Source passage START
Gibson’s Wallace is one cool cat, swaggering across battlefields, demanding opponents pucker up and kiss their own arses, before lopping off their heads with gusto. He proves so dashing and daring that the Princess of Wales betrays the crown just because she fancies him, and even in death he is triumphantly gallus, roaring his final word, an inspirational call-to-arms for his people: FREEDOM!!! What a dude (37/50).


  Day four introduces us to Jean Claude Van Damme’s magically monikered Gibson Rickenbacker, stalking a plague-infested, Mad Max-style urban wasteland future  in 1989 cult sci-fi classic Cyborg. With Albert Pyun (Bloodmatch) helming, the production values are suitably horrific, though Van Damme’s silky fightin’ skills make things watchable in stunt-heavy battles, wielding supercool knife boots that let him kick and stab cyperpunks at the same time.

Worryingly, Rickenbacker gets his ass handed to him on various occasions, leading to suspicions he may be a bit of a pussy. He is even violently crucified by his foes, but satisfyingly rises, reborn, to send head baddie Fender (ridiculously musclebound Vincent Klyn ) back to hell. In a bone-crunching finale, heads are slammed in car doors, with both combatants roaring like bears as each thudding roundhouse kick skelps home. Van Damme emerges victorious, but would need to find a better director to truly showcase his skills (29/50).
Source passage END
Exercises to complete:
1: In the movie review, who directed Cyborg?
2: From the movie review, write out the passage starting at "Gibson’s Wallace is" and ending at "a dude (37/50).".
3: Continue the movie review after its last sentence.
Records supplied START
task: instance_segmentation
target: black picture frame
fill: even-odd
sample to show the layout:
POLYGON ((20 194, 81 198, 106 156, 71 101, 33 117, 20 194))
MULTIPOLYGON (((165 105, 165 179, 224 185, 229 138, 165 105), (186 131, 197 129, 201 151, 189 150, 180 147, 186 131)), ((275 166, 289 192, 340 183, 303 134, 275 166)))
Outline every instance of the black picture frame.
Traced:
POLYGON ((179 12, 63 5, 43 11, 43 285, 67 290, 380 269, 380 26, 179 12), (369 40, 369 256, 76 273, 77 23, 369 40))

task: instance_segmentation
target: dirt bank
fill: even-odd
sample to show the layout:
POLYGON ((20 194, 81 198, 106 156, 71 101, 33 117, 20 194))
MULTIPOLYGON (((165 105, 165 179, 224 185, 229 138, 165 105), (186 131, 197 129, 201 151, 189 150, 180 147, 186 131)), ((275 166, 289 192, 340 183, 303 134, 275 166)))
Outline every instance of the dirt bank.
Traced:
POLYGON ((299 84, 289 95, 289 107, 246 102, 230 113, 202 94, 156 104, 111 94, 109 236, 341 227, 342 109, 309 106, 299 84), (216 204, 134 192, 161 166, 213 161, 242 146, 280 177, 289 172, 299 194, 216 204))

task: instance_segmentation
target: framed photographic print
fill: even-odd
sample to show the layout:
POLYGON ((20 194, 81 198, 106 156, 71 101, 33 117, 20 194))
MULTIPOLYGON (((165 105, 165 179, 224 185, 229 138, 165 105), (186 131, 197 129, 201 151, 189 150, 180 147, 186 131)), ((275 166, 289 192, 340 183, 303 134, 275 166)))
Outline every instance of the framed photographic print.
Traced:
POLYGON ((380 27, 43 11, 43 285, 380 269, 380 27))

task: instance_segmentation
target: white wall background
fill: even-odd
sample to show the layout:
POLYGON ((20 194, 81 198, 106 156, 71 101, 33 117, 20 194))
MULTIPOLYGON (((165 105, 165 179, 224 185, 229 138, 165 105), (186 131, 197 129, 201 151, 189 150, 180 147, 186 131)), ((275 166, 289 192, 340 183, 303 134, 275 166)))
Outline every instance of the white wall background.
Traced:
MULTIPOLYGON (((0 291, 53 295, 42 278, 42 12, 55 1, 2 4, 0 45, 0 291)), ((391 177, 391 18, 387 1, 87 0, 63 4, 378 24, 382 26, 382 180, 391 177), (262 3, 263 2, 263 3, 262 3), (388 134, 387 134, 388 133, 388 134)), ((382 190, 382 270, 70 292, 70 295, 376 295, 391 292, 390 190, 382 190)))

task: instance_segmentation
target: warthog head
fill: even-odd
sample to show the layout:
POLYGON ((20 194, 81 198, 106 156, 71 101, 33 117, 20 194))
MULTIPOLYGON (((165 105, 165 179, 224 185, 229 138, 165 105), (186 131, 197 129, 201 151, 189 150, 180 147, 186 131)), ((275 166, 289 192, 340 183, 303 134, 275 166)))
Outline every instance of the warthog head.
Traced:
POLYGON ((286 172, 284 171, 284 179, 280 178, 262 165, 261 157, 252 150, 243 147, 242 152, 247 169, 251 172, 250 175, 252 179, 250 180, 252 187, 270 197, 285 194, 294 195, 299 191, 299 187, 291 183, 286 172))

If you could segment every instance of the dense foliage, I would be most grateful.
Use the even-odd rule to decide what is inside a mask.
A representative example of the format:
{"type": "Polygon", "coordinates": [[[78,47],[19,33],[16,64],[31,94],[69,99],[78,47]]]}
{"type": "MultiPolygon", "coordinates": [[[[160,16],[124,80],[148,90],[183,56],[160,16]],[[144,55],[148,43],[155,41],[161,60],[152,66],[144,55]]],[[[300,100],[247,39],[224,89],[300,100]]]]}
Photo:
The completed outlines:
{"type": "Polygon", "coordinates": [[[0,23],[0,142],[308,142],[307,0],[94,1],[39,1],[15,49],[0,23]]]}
Records supplied END
Records supplied START
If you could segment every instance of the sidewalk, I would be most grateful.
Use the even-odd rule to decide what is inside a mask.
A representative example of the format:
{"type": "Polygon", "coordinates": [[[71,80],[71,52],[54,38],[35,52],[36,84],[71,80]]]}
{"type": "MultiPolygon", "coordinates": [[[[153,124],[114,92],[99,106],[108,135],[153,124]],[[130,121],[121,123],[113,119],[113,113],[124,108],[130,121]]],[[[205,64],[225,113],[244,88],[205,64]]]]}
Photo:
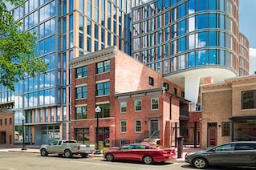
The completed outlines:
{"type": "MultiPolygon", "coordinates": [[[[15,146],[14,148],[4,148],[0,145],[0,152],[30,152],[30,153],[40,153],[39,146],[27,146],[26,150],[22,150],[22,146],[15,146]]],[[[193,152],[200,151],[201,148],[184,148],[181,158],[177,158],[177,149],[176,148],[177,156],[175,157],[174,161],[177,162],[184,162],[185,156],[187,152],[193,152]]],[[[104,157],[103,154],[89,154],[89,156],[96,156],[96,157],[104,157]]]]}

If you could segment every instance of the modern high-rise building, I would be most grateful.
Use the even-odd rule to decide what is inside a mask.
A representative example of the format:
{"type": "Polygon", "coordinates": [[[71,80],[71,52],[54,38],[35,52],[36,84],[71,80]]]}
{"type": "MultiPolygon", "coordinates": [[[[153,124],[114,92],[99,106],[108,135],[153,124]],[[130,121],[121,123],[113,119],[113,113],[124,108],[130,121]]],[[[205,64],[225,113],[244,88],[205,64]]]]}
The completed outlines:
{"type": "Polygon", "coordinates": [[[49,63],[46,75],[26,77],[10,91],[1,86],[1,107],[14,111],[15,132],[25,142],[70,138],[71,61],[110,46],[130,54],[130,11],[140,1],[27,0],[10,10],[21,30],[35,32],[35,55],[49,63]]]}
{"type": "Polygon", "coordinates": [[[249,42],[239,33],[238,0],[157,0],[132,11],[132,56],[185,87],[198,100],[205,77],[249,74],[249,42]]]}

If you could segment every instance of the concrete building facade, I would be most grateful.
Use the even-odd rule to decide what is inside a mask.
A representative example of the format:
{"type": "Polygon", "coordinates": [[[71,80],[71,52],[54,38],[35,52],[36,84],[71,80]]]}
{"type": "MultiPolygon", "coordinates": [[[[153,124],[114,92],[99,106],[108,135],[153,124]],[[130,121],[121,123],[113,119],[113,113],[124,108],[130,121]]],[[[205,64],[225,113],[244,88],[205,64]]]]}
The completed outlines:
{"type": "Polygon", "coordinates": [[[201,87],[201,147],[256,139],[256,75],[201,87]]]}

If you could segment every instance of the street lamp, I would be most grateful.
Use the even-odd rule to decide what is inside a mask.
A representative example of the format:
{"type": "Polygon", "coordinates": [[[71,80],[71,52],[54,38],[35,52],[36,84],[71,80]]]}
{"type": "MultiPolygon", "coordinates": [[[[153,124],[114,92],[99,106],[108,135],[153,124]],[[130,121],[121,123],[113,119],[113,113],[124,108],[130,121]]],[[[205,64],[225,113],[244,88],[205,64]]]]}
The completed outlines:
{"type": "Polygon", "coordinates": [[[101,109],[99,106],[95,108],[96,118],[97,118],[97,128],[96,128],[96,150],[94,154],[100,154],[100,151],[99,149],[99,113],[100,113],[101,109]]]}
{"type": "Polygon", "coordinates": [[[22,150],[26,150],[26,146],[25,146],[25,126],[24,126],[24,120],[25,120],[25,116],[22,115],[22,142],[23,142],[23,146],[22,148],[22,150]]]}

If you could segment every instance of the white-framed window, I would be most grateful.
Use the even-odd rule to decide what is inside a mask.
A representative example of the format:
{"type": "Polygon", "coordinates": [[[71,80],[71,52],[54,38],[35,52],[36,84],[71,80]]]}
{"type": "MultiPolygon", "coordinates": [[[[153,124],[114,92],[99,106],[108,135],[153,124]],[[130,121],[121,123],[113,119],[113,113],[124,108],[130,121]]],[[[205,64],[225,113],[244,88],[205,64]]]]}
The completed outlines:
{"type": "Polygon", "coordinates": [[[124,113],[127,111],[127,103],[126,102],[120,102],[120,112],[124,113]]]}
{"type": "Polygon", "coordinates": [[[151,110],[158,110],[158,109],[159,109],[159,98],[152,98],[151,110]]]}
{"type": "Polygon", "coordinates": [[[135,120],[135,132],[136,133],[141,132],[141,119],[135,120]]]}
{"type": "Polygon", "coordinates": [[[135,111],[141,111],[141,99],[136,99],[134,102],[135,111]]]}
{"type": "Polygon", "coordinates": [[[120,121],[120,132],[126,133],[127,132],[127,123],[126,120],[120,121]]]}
Records supplied END
Results in order:
1: Albert Pyun

2:
Gibson’s Wallace is one cool cat, swaggering across battlefields, demanding opponents pucker up and kiss their own arses, before lopping off their heads with gusto. He proves so dashing and daring that the Princess of Wales betrays the crown just because she fancies him, and even in death he is triumphantly gallus, roaring his final word, an inspirational call-to-arms for his people: FREEDOM!!! What a dude (37/50).

3:
  Walter Hill’s Prohibition-era hard-boiled gangster thriller Last Man Standing (1996) follows, with Bruce Willis in full-on cocky son-of-a-bitch mode as gun-for-hire John Smith. Caught up in a war between two rival bootlegging gangs in a West Texan ghost town, anti-hero Smith hoodwinks both sides, setting the stage for some fierce, double-crossing gangster mayhem.

The twisty-turny narrative sags, but whisky-sluggin’ Bruce provides plenty bang-for-buck, with various pulse-quickening tommy gun shootouts, with corpses bouncing about like a goddamn videogame. He even guns down a couple of goons whilst mid-shag, proving a true Hard Bastard keeps his guns handy. It’s a solid, entertaining turn from a real action great (31/50).


 Our next challenger is Master of Aikido Steven Seagal, showing off his action chops in The Glimmer Man. This is Lord Steven circa 1996, when he was still winning the war against the pies, with director John Gray cannily pairing him with jive-talkin’ Keenen Ivory Wayans, to humorous but incendiary effect.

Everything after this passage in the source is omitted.